>>>

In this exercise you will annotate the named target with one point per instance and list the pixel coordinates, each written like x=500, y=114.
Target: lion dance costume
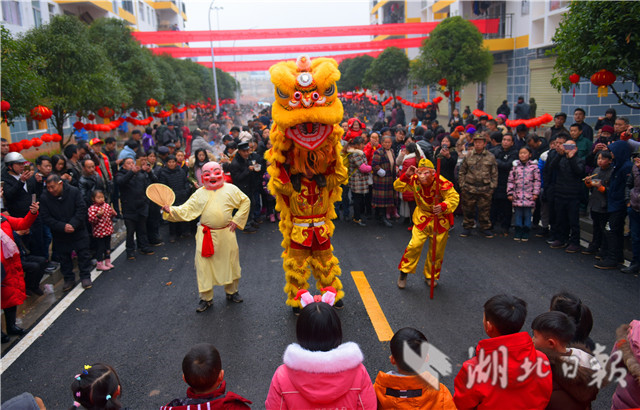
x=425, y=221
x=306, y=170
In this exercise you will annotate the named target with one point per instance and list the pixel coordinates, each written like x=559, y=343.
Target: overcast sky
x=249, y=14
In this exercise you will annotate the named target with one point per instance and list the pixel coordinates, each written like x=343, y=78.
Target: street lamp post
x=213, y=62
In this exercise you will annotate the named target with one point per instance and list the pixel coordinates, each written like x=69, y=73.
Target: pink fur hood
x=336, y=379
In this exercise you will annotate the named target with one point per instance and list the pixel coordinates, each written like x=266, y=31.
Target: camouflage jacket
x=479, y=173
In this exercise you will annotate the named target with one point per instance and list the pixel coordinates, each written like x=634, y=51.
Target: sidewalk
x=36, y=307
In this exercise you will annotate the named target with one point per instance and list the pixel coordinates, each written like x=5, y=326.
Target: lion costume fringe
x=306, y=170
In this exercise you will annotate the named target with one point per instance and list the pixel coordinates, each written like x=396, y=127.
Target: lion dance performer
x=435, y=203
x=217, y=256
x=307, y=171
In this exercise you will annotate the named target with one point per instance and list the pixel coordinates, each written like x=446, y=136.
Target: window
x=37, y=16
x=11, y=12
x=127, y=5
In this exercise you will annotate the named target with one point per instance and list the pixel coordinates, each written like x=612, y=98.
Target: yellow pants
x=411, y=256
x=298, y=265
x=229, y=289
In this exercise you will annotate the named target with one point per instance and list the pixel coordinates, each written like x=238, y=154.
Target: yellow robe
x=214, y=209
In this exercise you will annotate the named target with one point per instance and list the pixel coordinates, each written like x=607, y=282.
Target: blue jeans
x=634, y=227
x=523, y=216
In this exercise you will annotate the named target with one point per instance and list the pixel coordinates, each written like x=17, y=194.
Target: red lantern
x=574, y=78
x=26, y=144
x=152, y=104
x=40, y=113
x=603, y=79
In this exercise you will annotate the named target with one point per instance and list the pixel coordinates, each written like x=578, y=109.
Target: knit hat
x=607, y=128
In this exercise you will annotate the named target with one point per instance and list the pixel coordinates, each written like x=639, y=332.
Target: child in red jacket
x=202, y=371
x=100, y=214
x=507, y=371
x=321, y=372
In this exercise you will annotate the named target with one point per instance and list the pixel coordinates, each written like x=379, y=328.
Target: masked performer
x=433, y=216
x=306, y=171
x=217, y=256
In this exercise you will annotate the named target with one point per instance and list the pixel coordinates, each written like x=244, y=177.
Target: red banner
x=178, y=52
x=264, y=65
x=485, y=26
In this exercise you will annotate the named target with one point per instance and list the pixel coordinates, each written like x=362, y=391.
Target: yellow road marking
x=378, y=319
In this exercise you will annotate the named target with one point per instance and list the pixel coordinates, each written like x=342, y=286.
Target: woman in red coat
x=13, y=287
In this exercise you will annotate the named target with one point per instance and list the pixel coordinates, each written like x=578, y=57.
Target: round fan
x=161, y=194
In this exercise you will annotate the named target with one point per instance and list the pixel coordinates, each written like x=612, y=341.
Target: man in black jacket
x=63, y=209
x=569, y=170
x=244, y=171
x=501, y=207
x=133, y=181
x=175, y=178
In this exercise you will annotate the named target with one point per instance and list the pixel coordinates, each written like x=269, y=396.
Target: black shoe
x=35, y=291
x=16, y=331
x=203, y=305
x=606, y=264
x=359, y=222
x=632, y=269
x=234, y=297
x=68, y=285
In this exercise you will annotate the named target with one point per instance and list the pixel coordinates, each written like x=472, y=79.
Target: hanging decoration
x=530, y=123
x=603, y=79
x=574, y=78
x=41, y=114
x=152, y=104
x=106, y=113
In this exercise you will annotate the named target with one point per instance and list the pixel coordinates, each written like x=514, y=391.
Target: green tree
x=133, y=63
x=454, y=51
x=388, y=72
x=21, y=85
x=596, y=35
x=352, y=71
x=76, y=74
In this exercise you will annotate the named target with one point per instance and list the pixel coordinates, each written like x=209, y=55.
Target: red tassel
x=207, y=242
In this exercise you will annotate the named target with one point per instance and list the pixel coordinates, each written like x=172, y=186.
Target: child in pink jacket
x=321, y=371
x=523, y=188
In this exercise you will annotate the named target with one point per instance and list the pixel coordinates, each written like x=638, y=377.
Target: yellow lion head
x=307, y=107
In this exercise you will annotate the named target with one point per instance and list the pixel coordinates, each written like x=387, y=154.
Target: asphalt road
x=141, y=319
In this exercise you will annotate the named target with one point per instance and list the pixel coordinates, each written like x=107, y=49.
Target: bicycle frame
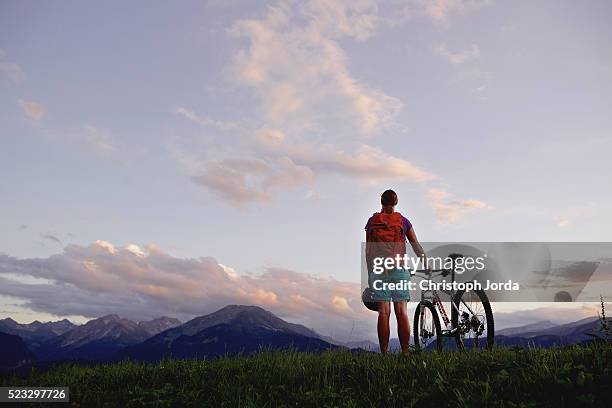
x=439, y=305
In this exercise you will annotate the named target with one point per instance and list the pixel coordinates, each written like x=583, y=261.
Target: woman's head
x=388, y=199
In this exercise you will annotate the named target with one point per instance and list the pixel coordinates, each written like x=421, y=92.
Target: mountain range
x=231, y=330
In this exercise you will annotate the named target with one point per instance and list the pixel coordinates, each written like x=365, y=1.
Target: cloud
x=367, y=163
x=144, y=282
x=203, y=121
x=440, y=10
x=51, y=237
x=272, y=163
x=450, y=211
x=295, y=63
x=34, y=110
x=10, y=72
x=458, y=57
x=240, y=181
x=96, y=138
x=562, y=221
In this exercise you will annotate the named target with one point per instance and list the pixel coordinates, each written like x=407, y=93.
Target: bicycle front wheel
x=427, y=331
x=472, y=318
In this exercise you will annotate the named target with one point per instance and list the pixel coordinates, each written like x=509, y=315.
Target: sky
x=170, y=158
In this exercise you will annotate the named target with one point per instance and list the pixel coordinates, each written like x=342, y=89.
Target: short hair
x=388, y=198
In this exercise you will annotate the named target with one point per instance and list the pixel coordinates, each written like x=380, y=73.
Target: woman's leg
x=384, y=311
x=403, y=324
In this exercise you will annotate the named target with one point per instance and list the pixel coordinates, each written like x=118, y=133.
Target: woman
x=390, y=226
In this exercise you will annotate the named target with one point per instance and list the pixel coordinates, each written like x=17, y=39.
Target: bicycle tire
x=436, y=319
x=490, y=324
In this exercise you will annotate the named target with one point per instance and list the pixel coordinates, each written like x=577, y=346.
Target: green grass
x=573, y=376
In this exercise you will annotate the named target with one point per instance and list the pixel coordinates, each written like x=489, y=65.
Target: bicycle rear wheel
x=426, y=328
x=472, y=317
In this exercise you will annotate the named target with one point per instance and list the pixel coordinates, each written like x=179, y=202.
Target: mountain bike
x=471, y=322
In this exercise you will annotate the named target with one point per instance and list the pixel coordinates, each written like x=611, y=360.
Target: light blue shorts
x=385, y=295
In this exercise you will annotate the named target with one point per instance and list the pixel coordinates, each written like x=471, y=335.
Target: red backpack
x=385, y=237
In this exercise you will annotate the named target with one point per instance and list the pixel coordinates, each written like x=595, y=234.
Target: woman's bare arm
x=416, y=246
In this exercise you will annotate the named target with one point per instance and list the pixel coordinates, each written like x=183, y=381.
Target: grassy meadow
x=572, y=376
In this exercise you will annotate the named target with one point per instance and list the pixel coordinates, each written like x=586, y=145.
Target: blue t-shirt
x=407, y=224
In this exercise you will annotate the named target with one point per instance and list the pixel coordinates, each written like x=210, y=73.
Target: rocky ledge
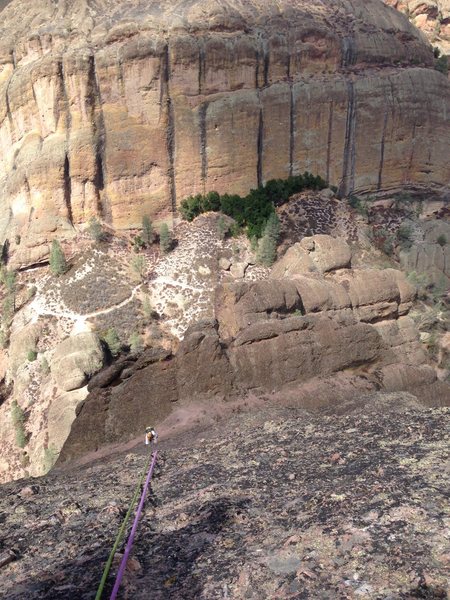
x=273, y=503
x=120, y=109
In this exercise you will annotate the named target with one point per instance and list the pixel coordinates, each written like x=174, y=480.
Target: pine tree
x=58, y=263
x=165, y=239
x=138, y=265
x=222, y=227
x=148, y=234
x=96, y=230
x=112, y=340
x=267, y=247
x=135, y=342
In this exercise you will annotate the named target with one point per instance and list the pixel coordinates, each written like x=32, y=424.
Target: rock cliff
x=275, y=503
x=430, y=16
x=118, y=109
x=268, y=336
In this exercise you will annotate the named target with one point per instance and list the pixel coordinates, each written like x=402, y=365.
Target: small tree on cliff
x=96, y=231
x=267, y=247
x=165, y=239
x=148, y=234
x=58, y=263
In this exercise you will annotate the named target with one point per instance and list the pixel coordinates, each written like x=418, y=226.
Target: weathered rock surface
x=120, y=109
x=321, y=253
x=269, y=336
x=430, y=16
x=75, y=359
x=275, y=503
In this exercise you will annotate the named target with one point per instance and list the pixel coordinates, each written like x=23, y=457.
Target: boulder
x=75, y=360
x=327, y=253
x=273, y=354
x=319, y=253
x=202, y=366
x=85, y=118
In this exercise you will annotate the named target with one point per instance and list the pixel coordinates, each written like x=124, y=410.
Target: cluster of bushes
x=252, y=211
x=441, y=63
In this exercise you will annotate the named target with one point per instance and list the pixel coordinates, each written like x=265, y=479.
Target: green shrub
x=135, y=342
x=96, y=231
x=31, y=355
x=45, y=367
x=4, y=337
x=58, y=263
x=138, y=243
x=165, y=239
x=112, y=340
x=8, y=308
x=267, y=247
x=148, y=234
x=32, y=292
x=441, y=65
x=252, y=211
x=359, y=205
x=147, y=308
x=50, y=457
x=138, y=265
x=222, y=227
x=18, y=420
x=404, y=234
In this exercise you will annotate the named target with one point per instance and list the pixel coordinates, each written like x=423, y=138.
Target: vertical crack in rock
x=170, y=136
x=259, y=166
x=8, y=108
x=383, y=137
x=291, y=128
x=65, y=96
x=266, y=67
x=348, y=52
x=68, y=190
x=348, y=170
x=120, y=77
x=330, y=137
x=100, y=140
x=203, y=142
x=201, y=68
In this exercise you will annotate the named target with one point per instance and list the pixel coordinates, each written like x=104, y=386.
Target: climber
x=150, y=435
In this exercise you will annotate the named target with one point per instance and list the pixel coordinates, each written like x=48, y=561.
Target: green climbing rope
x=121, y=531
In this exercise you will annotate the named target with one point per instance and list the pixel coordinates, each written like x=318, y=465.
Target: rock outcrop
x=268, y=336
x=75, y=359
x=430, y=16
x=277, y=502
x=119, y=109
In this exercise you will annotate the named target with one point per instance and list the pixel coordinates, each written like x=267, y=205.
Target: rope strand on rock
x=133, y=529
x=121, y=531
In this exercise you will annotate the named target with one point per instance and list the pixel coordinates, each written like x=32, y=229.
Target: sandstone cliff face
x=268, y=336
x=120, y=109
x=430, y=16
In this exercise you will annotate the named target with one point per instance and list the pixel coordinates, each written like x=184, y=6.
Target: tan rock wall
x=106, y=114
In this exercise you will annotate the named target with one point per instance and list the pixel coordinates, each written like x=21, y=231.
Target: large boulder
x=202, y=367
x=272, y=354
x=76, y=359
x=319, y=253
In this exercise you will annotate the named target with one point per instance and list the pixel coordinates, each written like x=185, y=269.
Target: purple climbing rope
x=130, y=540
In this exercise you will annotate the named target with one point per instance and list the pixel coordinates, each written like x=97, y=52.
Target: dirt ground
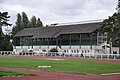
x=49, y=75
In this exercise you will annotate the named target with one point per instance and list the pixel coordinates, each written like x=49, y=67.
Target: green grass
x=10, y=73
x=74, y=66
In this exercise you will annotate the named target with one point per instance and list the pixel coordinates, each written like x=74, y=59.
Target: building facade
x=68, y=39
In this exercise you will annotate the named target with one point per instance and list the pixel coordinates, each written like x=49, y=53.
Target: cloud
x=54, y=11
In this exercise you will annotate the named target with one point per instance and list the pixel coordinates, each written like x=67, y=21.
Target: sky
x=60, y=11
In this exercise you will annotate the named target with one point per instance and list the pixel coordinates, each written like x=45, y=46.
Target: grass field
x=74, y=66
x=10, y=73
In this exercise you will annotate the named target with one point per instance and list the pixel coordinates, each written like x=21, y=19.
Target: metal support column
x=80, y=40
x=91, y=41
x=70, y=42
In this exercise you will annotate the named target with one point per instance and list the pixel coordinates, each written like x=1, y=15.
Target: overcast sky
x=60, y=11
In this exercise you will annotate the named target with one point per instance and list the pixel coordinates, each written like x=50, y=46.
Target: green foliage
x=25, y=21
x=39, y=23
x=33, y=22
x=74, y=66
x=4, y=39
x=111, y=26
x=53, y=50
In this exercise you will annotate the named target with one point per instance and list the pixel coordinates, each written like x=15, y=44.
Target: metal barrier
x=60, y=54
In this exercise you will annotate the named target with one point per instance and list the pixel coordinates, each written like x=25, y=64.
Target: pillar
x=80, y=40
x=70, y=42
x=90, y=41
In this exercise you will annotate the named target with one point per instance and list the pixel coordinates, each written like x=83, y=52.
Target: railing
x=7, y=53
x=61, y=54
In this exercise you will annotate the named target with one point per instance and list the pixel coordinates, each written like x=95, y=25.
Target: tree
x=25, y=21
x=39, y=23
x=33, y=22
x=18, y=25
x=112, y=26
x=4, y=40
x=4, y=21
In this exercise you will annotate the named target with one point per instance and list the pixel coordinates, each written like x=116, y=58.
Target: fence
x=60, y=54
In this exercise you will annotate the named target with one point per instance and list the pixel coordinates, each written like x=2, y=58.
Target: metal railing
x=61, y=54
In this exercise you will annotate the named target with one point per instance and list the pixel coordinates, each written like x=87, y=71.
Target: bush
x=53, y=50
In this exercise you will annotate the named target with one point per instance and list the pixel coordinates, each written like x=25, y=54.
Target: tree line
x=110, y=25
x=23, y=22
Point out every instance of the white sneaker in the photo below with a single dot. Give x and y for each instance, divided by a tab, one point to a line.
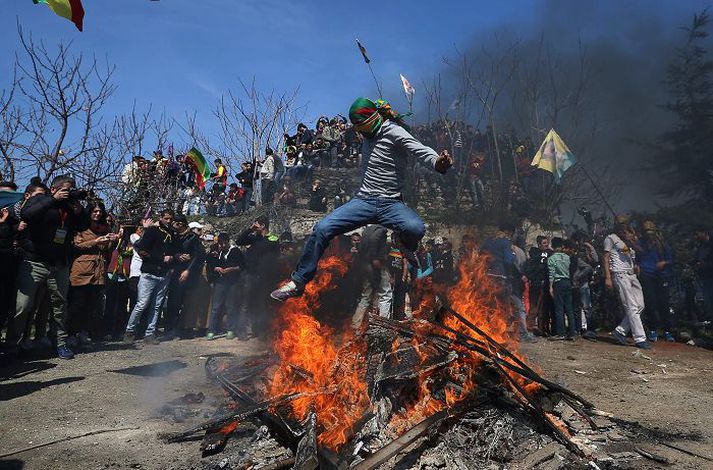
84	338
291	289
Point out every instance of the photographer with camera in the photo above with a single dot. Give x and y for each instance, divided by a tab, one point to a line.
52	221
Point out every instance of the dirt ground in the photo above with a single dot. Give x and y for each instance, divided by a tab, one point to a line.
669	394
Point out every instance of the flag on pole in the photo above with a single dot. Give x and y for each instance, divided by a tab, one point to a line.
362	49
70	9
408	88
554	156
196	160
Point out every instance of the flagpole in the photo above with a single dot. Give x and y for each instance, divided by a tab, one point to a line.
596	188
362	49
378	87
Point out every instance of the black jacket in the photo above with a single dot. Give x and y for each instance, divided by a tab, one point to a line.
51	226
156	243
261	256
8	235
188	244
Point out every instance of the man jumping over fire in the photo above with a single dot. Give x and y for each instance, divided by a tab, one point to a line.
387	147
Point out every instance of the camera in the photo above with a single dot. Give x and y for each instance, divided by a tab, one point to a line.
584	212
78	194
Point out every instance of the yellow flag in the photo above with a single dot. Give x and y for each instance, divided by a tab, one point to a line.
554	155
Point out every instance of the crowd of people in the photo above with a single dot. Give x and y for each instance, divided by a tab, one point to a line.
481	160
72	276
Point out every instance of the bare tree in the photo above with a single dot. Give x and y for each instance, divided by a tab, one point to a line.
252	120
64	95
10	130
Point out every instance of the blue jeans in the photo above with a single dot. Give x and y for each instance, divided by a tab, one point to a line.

<<<

Word for word, quote the lines from the line containing "Point out every instance of the flagpole" through the end of the material, both included, and nothing else.

Point out every instance of the flagpole in the photo above with a single dot. Give x and y for each instance, divided by a tab, one point to a line.
596	188
362	49
378	87
Point out every instance of the black jacket in the photo above with a single dot. Give x and y for each instance, divided by a tab, one point to a line.
51	226
156	243
261	256
8	235
188	244
Point out every instance of the man jumping over fire in the photo above with a single dot. Give x and y for each instance, divided by a tab, one point to a line.
387	147
Point out every instance of the camera in the photo above with a single dot. Give x and y for each instance, divided by a tab, one point to a line.
584	212
78	194
Point out every instance of the yellow flag in the photo above with a single dot. Give x and y for each instance, divided by a tab, one point to a line.
554	155
Point out every instance of the crowd of people in the photo above with a single dot. Give x and y for each instance, divided by a tab, one point to a line.
481	160
72	276
Point out every instance of the bare tree in the photo above with a single dot. Give x and y for each instance, divided by a tab, one point to a line.
252	120
64	95
10	130
Point out every instance of the blue jeans in the photo above with a single dot. Give x and y for each instance, divided by a tab, one point to a line.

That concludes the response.